Mahatma Gandhi
As the year 2021 dawns, the world faces a whole range of problems including the COVID-19 pandemic, deep internal divisions in the US and other countries, persistent racism and casteism, sharp inequalities, rise of authoritarianism and fascism, climate change, environmental destruction, and so on. The situation is ripe for violence to erupt. In these dark times, I thought I should present a story of Mahatma Gandhi, the apostle of nonviolence. (This is also the 100th story on this website.)
People in many countries have struggled against dictatorships, discrimination, unjust laws, lack of freedom, and so on. In the twentieth century, over 300 struggles used nonviolent methods such as street protests, noncooperation, boycotts, and strikes. Over 240 of them were successful, including India’s freedom struggle. Mahatma Gandhi successfully used nonviolent methods to end the British Rule in India.
In 1893, early in his career as a lawyer, Gandhiji went to South Africa. There he saw that Indians, along with blacks, were being mistreated by the white government. The idea of nonviolence took root in his mind and he organized nonviolent action (or satyagraha) against the harsh laws imposed by the white government.
Gandhiji’s faith in nonviolence came from the Hindu idea of ahimsa (nonviolence towards all beings), the Bible, and books of the Russian writer Leo Tolstoy. He also got the idea of ‘Civil Disobedience’ (disobeying unjust laws in a peaceful way) from the work of American philosopher Henry David Thoreau.
Satyagraha is the name Gandhiji gave for nonviolent resistance. He combined the two Hindi words ‘truth’ and ‘holding firmly’. According to him, a satyagrahi (person practicing satyagraha) must firmly believe in truth and nonviolence. Satyagraha includes fasting, non-violent picketing, non-cooperation, civil disobedience, and willingness to bear police brutality and go to jail. But no matter how the satyagrahi is treated, he or she should not be violent or have hatred for his opponent.
In South Africa, when the white government ordered Indians to carry registration cards all the time, Gandhiji organized the people for civil disobedience. They set fire to their cards at a public place. Thousands of protesters were arrested. Gandhi himself went to jail thrice. Finally, the government withdrew the registration act along with other offensive laws.
Gandhiji returned to India in 1915 and was immediately drawn into the freedom movement. He led Indians in many nonviolent struggles against the British, but the most important one was the Salt March. At that time, only the government could manufacture salt. There was also heavy tax on salt. Gandhiji decided that he and other satyagrahis would march 250 miles from his ashram in Ahmedabad to the coastal village of Dandi. They would then break the law by making salt.

HOW TO COMPLETE THIS TASK> Carry on the account of Mahatma Gandhi, writing on from its final sentence.

INFORMATION GIVEN>
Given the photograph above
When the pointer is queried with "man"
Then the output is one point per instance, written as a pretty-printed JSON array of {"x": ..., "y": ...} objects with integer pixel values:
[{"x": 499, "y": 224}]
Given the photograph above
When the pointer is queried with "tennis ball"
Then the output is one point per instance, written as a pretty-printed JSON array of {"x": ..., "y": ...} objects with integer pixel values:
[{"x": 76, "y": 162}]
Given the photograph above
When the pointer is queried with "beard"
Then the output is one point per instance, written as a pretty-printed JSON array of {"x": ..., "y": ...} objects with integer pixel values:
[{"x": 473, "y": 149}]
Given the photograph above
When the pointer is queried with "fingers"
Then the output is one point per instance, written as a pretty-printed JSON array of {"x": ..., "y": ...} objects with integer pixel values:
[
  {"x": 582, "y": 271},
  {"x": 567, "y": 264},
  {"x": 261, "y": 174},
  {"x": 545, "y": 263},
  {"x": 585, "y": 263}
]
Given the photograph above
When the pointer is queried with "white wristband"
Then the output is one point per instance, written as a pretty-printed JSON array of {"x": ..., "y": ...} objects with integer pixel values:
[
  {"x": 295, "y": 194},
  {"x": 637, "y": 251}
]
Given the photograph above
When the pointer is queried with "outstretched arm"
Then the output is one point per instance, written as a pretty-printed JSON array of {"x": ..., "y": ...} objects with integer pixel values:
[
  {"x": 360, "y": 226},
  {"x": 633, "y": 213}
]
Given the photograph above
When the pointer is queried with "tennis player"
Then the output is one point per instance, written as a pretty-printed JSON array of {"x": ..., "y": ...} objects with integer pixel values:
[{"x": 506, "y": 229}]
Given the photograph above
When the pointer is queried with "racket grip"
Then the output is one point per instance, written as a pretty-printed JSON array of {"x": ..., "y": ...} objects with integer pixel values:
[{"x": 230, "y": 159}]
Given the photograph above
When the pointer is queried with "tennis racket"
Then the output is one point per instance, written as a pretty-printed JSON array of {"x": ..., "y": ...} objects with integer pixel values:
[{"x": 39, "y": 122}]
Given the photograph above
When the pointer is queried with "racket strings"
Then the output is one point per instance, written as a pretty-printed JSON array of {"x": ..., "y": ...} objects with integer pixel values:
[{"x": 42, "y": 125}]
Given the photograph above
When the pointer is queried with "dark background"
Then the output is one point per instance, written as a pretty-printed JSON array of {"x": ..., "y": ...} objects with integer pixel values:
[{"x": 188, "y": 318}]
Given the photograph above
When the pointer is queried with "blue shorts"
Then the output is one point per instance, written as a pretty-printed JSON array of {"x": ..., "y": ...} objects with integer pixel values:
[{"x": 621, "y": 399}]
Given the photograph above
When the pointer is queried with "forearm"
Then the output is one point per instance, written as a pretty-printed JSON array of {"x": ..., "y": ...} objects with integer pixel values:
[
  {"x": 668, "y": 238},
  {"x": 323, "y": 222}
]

ANSWER TO THE EXERCISE>
The March began on 12th March 1930 and lasted 24 days. On 6th April at Dandi, Gandhiji bent down and scooped up a handful of salt. Thousands of people made salt all along the coast and inland too. More than 100,000 were arrested across the country. Many were beaten by the police. No one resisted or retaliated.
People also followed Gandhiji’s other instructions: Hundreds of Indian officers resigned from their posts; many stopped paying taxes; British cloth was set on fire; thousands took to spinning cotton in their homes.
Gandhiji and other leaders were arrested and that only intensified the satyagraha. The government was shaken. In January 1931, the government released all the leaders. Gandhiji and the British Viceroy Lord Irwin signed an agreement. The government released all the prisoners and allowed salt manufacture on the coast. Gandhiji was invited to a conference in London to discuss the Indian demands. In return, Gandhiji called off the satyagraha.
At the London Conference, however, the British did not agree to give independence to India. In fact, the government in India began putting down protests very harshly. Should we say then that the Salt Satyagraha was not fully successful? No, it brought about a great change: It shook the British Empire. The Indian people realized their power and the British their weakness. This led finally to India’s Independence in 1947.
Gandhiji had shown how his methods of nonviolence could defeat a mighty country. His ideas influenced leaders such as Dr. Martin Luther King, Jr., in the US and Nelson Mandela in South Africa.